───── ФРАГМЕНТ

Чаще всего это происходит тогда, когда мы пытаемся определить третье свойство Церкви – соборность.* Именно здесь, как мы чувствуем, стянут узел всех трудностей. Поскольку нет еще совершенно ясного определения понятия соборности, мы неизбежно запутываемся в смешениях, затрудняющих логическое различение свойств Церкви, или же, если мы захотим избежать всех трудностей, сохранив права логики, это различение остается поверхностным, случайным и искусственным. Но нет ничего более пагубного, более чуждого подлинному богословию, чем поверхностная ясность, достигаемая в ущерб глубокому анализу.

* Я считаю необходимым отметить этимологический смысл слова соборность. Славянский текст Символа веры очень удачно передает прилагательное греческого оригинала "кафолический" словом "соборный". Хомяков произвел от него неологизм "соборность", совершенно совпадающий с идеей кафоличности, которую он развил в своем труде о Церкви. Но так как славянский корень "собор" значит собрание и, в частности, собор, синод, то производные "соборный", "соборность" для русского уха приобрели новый нюанс, что отнюдь не означает, что они утеряли от этого свое прямое значение, значение "кафолический", "кафоличность".

Всякое логическое различение предполагает не только разницу между определяемыми понятиями, но также и известное согласие между ними.

Совершенно очевидно, что четыре свойства Церкви находятся в таком гармоничном сочетании, что, упразднив или изменив характер одного члена этого четверочастного различия, мы упраздним само понятие Церкви или же глубоко его изменим, от чего изменится характер и других ее свойств.

Действительно, невозможно представить себе Церковь без свойства единства. Об этом сказал апостол Павел коринфянам, среди которых возникли разделения: "я Павлов"; "я Аполлосов"; "я Кифин"; "а я Христов". Разве разделился Христос? Разве Павел распялся за вас? Или во имя Павла вы крестились?" (1 Кор. 1, 12-13). Без единства Тела Христа, Который разделиться не может, не могут существовать и остальные свойства – святость, соборность, апостоличность. Нет больше Церкви, а есть разделенное человечество – человечество вавилонского столпотворения.

Церковь немыслима и без свойства святости. "Мы даже и не слыхали, есть ли Дух Святый", – сказали апостолу Павлу некоторые ученики из Ефеса, крестившиеся крещением Иоанновым, крещением покаяния (Деян. 19, 2-7). Лишившись того, что является источником и одновременно конечной целью ее существования, Церковь не была бы уже Церковью. Это было бы не Тело Христово, а какое-то иное мистическое тело, тело, лишенное духа и все же существующее; предоставленное мраку смерти, но еще ожидающее своей конечной участи; таково мистическое тело Израиля, не узнавшего осуществления обетования Духа Святого.

──────────

__ЦЕЛЬ ЗАДАНИЯ__:
Назовите все свойства Церкви, упомянутые во фрагменте о свойствах Церкви.

───── ИСХОДНЫЕ ДАННЫЕ

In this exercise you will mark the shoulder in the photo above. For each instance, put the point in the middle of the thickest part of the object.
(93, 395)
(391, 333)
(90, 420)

──────────

__ОТВЕТ НА ЗАДАНИЕ__:
Единство, святость, соборность, апостоличность.